§ Stated exercise: Rewrite all of the records below so that "spot" becomes "mark" everywhere, leaving every other character the same.

--- BEGIN Input data ---

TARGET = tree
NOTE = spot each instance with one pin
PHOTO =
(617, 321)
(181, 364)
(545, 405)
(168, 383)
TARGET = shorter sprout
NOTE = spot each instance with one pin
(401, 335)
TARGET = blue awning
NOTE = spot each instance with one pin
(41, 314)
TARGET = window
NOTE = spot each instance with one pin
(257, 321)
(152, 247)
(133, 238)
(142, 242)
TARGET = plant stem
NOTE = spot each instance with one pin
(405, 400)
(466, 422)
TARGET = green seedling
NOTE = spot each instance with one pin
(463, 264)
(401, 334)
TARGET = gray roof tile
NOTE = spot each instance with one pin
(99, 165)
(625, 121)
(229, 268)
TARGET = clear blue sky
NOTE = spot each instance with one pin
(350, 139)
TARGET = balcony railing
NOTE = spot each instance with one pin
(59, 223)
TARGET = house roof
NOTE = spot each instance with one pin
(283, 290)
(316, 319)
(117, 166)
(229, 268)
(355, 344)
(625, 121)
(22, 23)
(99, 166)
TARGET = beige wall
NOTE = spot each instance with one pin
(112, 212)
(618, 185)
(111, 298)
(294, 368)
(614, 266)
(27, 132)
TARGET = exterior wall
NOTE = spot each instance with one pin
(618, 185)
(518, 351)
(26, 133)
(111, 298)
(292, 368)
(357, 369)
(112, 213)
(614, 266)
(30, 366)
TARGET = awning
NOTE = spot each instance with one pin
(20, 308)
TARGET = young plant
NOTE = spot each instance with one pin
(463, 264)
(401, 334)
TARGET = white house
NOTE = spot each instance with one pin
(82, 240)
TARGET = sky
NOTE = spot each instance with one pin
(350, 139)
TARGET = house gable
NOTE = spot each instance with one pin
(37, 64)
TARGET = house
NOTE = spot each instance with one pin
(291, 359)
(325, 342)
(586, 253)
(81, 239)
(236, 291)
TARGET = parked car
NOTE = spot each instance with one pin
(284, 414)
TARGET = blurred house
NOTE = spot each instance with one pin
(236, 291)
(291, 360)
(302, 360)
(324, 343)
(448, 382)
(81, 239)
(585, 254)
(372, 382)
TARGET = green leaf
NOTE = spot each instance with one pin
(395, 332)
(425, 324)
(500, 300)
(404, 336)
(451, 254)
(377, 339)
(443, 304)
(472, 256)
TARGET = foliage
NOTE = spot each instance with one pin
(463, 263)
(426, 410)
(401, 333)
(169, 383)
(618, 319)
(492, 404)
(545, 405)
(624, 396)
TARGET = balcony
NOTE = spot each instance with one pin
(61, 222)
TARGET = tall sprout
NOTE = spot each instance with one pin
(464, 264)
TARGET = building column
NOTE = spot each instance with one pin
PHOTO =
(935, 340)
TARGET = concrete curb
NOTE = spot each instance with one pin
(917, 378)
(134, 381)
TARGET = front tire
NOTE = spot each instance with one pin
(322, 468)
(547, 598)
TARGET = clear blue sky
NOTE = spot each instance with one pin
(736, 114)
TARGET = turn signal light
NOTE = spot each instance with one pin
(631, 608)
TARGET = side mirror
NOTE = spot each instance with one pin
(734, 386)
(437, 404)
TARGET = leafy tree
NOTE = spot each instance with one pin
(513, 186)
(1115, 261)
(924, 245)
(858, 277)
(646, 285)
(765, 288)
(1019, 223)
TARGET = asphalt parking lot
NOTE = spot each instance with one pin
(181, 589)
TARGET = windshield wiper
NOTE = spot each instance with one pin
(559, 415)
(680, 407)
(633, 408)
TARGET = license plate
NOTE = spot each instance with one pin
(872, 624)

--- END Input data ---

§ Answer to the task:
TARGET = tree
NOTE = mark each instance with one pin
PHOTO =
(617, 321)
(181, 364)
(545, 405)
(168, 383)
TARGET = shorter sprout
NOTE = mark each instance with one pin
(401, 335)
TARGET = blue awning
NOTE = mark each instance with one pin
(41, 314)
TARGET = window
NOTE = mark each instance with one pin
(257, 321)
(152, 247)
(133, 238)
(142, 242)
TARGET = plant stem
NOTE = mark each instance with one pin
(405, 400)
(466, 422)
TARGET = green seedling
NOTE = mark each instance with one pin
(463, 264)
(401, 334)
TARGET = gray roof tile
NOTE = mark each instance with one pin
(99, 165)
(625, 121)
(229, 268)
TARGET = clear blue sky
NOTE = mark each instance with one pin
(350, 139)
TARGET = balcony railing
NOTE = mark each instance with one pin
(59, 223)
TARGET = house roof
NOTE = mark each instance with one pin
(283, 290)
(316, 319)
(117, 166)
(229, 268)
(355, 344)
(625, 121)
(22, 23)
(99, 166)
TARGET = beige wall
NOTE = mark each instance with one pin
(112, 212)
(618, 185)
(111, 298)
(294, 368)
(614, 266)
(27, 132)
TARGET = exterior wall
NOTE = mark each instance with one pin
(618, 185)
(518, 351)
(26, 133)
(111, 298)
(292, 368)
(357, 369)
(112, 213)
(614, 266)
(30, 366)
TARGET = awning
NOTE = mark each instance with one pin
(20, 308)
TARGET = young plant
NOTE = mark each instance with one pin
(463, 264)
(401, 334)
TARGET = white house
NOTE = mark each instance with one pin
(82, 240)
TARGET = sky
NOTE = mark each instance with one pin
(350, 139)
TARGET = house gable
NOTE = mark each instance with one pin
(37, 64)
TARGET = house
NOTE = mark each instance with one pin
(291, 359)
(325, 342)
(586, 253)
(81, 239)
(236, 291)
TARGET = parked car
NOTE = mark each instance with one pin
(284, 414)
TARGET = blurred house
NOTE = mark each instance with one pin
(236, 291)
(291, 360)
(302, 360)
(324, 343)
(448, 382)
(81, 239)
(585, 254)
(372, 382)
TARGET = green leaf
NOTE = mark each instance with one pin
(395, 332)
(425, 324)
(500, 300)
(404, 336)
(451, 254)
(377, 339)
(443, 304)
(472, 256)
TARGET = foliage
NOTE = mark each instance with one pin
(463, 263)
(426, 410)
(401, 333)
(169, 383)
(618, 319)
(492, 404)
(545, 405)
(624, 396)
TARGET = balcony
NOTE = mark each instance with one pin
(61, 222)
TARGET = tall sprout
NOTE = mark each instance with one pin
(464, 264)
TARGET = building column
NOTE = mark each instance with one pin
PHOTO =
(935, 340)
TARGET = concrete curb
NOTE = mark each instance with one pin
(917, 378)
(134, 381)
TARGET = front tire
NOTE = mark each instance with one pin
(322, 468)
(547, 598)
TARGET = clear blue sky
NOTE = mark each instance with one pin
(736, 114)
TARGET = turn signal light
NOTE = mark each instance with one pin
(631, 608)
TARGET = side mirror
NOTE = mark each instance with one pin
(734, 386)
(437, 404)
TARGET = leafy tree
NOTE = mark each instance with one pin
(513, 186)
(1115, 261)
(924, 245)
(858, 277)
(646, 285)
(765, 288)
(1019, 223)
TARGET = asphalt parking lot
NOTE = mark each instance with one pin
(181, 589)
TARGET = windshield wiper
NOTE = mark each instance with one pin
(559, 415)
(680, 407)
(633, 408)
TARGET = license plate
NOTE = mark each instance with one pin
(872, 624)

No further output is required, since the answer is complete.